Outline annotation records

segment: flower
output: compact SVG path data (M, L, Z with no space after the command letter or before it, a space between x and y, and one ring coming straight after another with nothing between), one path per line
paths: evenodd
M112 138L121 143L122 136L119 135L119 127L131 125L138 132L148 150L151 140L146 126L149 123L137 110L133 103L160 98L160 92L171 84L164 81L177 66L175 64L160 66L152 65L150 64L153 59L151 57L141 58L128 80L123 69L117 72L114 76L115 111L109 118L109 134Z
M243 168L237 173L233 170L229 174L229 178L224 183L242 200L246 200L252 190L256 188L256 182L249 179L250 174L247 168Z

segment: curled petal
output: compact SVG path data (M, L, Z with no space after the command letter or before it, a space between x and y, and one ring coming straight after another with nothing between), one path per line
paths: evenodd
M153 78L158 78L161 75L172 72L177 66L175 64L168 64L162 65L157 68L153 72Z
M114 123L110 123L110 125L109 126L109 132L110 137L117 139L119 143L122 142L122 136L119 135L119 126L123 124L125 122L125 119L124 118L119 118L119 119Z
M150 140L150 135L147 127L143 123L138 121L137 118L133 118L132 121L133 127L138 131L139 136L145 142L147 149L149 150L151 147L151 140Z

**PROBLEM DESCRIPTION**
Copy out all of these records line for line, with no changes.

**COMPLETE ANSWER**
segment: flower
output: compact SVG path data (M, L, Z with no space after the command letter or before it, a space between x and y, and one ring coming straight after another with nothing between), one path per line
paths: evenodd
M112 138L121 143L122 136L119 135L119 127L131 125L138 132L148 150L151 140L146 126L149 123L137 110L133 103L160 98L160 92L171 84L164 81L177 66L175 64L160 66L152 65L150 64L153 59L151 57L141 58L128 80L123 69L117 72L114 76L115 111L109 118L109 134Z
M243 168L237 173L233 170L229 174L229 178L224 183L242 200L246 200L252 190L256 188L256 182L249 179L250 174L247 168Z

segment: curled petal
output: compact SVG path data (M, L, Z with no space after the command letter or before it, a space between x and y, and one ring coming straight after another with nothing between), one path per line
paths: evenodd
M153 78L158 78L161 75L172 72L177 66L175 64L168 64L162 65L157 68L153 72Z
M114 123L110 123L110 125L109 126L109 132L110 137L117 139L119 143L122 142L122 136L119 135L119 126L123 124L125 122L125 119L124 118L119 118L119 119Z
M150 140L150 135L147 127L143 123L138 121L137 118L133 118L132 121L133 127L138 131L139 136L145 142L147 149L149 150L151 147L151 140Z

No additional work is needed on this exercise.